|Current account balance/GDP||-11.5||-6.1||-6.0||-4.8||-4.2|
|Net FDI/GDP [neg. sign = inflows]||-2.3||-3.8||-3.7||-5.5||-4.8|
|Credit to private sector/GDP||49.5||43.6||43.4||44.1||n.a.|
Serbia returned to growth in 2015. After a recession with a drop in GDP of 1.8 per cent in 2014, aggravated by severe floods, GDP expanded by 0.8 per cent in 2015. Growth was supported by exports on the back of stronger EU demand and increasing private investments (including high foreign direct investment inflows). Supply-side factors (the re-launch of operations in a major steel plant as well as normalisation of coal extraction and power generation after the 2014 floods), monetary easing and low oil prices also helped. Stronger growth of 2.8 per cent year-over-year in the first three quarters of 2016 was underpinned by robust investments, exports and the recovery of consumption. The country’s credit rating was upgraded in June 2016 by Fitch Ratings from B+ to BB-.
Fiscal performance under the International Monetary Fund (IMF) programme has been better than expected but additional measures are needed to ensure long-term sustainability. The general government deficit improved from 6.2 per cent of GDP in 2014 to 3.7 per cent of GDP in 2015, significantly better than the 1.5 percentage point adjustment envisaged by the IMF programme. This good fiscal performance continued in 2016, reflecting measures taken earlier including public wage and pension cuts, as well as attrition rules, but also stronger revenues and the sale of 4G mobile licences. However, public debt remains high, exceeding 72 per cent of GDP in August 2016. In July 2015 the parliament adopted a law on the central registry of employees, while a decision regarding the maximum number of employees in the public sector came into effect in December 2015. This, together with a functional review of the public administration, allowed the “rightsizing” process to start. Until now, as envisaged, around 20,000 people have left the public sector since 2015, in large part through natural attrition. In order to improve control over the public wage bill, a new law on the public sector salary system, with unified wages for similar positions, was adopted in March 2016.

-- Work to be completed --
Decide whether each statement below agrees with the text on Serbia's economy. Answer yes or no and quote the deciding words of the text. (a) Serbia's GDP grew by 0.8 per cent in 2015. (b) Fitch Ratings lowered Serbia's credit rating in June 2016. (c) The law on the public sector salary system was adopted in July 2015.

-- Dataset extract --
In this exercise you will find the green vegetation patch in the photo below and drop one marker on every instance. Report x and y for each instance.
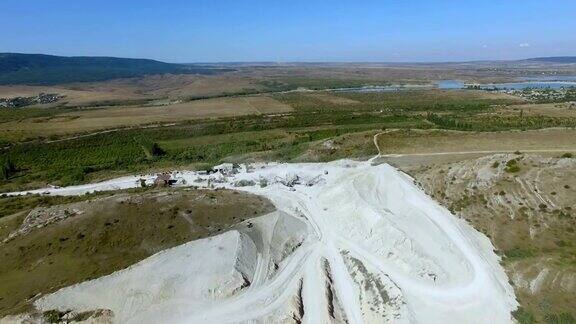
(112, 233)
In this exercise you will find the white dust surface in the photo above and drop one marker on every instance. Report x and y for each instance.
(350, 242)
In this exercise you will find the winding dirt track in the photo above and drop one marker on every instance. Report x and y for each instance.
(370, 226)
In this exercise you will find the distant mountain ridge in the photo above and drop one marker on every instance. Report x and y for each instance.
(40, 69)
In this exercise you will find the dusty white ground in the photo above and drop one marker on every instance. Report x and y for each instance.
(350, 242)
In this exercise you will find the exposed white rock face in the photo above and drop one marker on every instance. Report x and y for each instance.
(351, 242)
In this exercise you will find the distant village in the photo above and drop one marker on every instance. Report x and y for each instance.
(17, 102)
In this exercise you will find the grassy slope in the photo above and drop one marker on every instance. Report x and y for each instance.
(111, 234)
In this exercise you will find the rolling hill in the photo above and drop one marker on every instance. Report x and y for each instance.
(39, 69)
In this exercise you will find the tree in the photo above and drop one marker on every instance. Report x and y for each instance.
(7, 168)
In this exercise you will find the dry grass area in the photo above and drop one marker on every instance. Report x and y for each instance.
(436, 141)
(116, 117)
(154, 86)
(331, 99)
(102, 235)
(549, 109)
(74, 95)
(529, 213)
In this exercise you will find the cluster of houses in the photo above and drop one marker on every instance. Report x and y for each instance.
(17, 102)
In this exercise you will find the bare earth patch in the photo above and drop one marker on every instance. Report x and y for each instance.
(57, 246)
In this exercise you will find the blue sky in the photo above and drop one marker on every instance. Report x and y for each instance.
(291, 30)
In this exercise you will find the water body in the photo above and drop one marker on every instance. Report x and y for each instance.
(451, 84)
(539, 82)
(529, 85)
(386, 88)
(549, 78)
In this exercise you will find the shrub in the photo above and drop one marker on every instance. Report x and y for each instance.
(523, 316)
(7, 168)
(512, 166)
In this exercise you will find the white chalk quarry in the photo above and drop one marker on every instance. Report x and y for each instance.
(350, 242)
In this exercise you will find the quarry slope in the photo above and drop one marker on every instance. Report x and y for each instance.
(350, 242)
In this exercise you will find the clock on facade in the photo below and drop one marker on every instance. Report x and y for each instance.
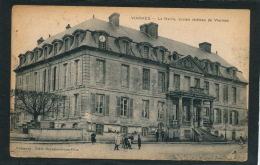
(102, 38)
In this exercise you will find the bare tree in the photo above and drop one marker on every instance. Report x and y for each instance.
(36, 103)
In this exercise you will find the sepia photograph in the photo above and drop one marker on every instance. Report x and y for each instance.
(129, 83)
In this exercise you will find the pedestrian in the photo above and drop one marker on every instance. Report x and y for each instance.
(139, 142)
(93, 138)
(162, 134)
(123, 141)
(129, 143)
(117, 141)
(157, 135)
(126, 142)
(241, 141)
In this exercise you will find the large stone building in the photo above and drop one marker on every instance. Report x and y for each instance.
(115, 78)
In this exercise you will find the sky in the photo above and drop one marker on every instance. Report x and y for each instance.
(226, 29)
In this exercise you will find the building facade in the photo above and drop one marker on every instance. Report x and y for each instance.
(114, 78)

-- Reply --
(a) Yes: "GDP expanded by 0.8 per cent in 2015"
(b) No: "The country’s credit rating was upgraded in June 2016 by Fitch Ratings from B+ to BB-."
(c) No: "a new law on the public sector salary system, with unified wages for similar positions, was adopted in March 2016"